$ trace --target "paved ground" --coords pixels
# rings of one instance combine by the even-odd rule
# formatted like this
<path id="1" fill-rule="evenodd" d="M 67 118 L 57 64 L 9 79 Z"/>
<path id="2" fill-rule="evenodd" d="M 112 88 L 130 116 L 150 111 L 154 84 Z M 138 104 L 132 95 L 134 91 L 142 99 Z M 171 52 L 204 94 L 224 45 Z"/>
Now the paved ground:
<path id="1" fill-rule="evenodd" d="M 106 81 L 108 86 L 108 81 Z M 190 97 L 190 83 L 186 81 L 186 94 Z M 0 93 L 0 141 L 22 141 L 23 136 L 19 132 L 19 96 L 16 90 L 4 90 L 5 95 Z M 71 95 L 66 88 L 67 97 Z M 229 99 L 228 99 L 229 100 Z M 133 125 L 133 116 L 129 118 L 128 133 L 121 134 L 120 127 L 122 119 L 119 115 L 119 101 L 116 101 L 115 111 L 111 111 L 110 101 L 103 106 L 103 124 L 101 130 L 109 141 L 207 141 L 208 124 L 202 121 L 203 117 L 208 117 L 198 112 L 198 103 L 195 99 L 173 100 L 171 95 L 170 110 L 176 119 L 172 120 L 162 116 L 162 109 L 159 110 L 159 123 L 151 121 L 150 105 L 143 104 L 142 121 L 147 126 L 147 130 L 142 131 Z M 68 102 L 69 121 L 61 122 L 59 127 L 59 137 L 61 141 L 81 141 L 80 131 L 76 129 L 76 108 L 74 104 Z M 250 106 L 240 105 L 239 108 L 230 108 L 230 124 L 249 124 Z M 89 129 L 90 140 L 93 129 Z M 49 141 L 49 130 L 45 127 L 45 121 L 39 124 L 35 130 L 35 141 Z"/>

#####

Convert the material above into a two-column CSV with the header row instruction,output. Each row holds one text and its answer. Put every field in quotes and replace its line breaks with spaces.

instruction,output
"$ trace --target ""paved ground"" --coords pixels # rings of one instance combine by the even-odd rule # formatted like this <path id=""1"" fill-rule=""evenodd"" d=""M 67 118 L 57 64 L 9 79 Z""/> <path id=""2"" fill-rule=""evenodd"" d=""M 112 88 L 130 116 L 150 111 L 154 84 Z M 138 104 L 132 95 L 134 91 L 142 99 Z M 171 52 L 204 94 L 224 45 Z""/> Now the paved ground:","<path id=""1"" fill-rule=""evenodd"" d=""M 106 81 L 108 86 L 108 81 Z M 190 97 L 190 83 L 186 81 L 186 94 Z M 0 93 L 0 141 L 22 141 L 23 136 L 19 132 L 19 96 L 16 90 L 4 90 L 5 95 Z M 71 95 L 66 88 L 67 97 Z M 229 99 L 228 99 L 229 100 Z M 133 125 L 133 116 L 129 118 L 128 133 L 121 134 L 120 127 L 122 119 L 119 115 L 119 101 L 116 101 L 115 111 L 111 111 L 110 101 L 103 106 L 103 124 L 101 130 L 109 141 L 207 141 L 208 124 L 202 121 L 203 117 L 208 117 L 198 112 L 198 103 L 195 99 L 173 100 L 171 95 L 170 110 L 176 119 L 172 120 L 162 116 L 162 109 L 159 110 L 159 123 L 151 121 L 150 105 L 143 104 L 142 121 L 147 126 L 147 130 L 142 131 Z M 68 102 L 69 121 L 61 122 L 59 127 L 59 137 L 61 141 L 81 141 L 80 131 L 76 129 L 76 108 L 74 104 Z M 250 106 L 240 105 L 239 108 L 230 108 L 230 124 L 249 124 Z M 89 129 L 90 140 L 93 129 Z M 49 141 L 49 130 L 45 127 L 45 121 L 39 124 L 35 130 L 35 141 Z""/>"